===== Record extracts =====
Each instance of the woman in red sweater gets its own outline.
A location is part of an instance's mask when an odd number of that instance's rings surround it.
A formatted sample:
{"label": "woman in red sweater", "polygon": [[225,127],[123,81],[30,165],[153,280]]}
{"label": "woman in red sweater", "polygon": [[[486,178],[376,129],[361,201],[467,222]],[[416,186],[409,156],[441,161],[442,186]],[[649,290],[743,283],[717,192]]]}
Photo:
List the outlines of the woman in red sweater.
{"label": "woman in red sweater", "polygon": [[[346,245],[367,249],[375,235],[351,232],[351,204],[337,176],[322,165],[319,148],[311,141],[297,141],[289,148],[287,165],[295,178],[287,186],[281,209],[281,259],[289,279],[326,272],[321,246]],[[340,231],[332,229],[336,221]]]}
=====
### Problem requirements
Copy every line of the records above without changing anything.

### Response to the exercise
Each instance of the woman in red sweater gets its own outline.
A location is part of an instance's mask when an odd number of that instance's rings surround it.
A formatted sample:
{"label": "woman in red sweater", "polygon": [[225,127],[123,81],[30,165],[153,280]]}
{"label": "woman in red sweater", "polygon": [[[486,178],[376,129],[361,201],[467,222]],[[416,186],[409,156],[441,161],[442,186]],[[649,290],[743,283],[717,192]]]}
Photo:
List the outlines of the woman in red sweater.
{"label": "woman in red sweater", "polygon": [[[346,245],[367,249],[375,235],[351,232],[351,204],[337,176],[322,165],[319,148],[311,141],[297,141],[289,148],[287,165],[295,178],[287,186],[281,209],[281,259],[289,279],[326,272],[321,246]],[[340,231],[332,229],[336,221]]]}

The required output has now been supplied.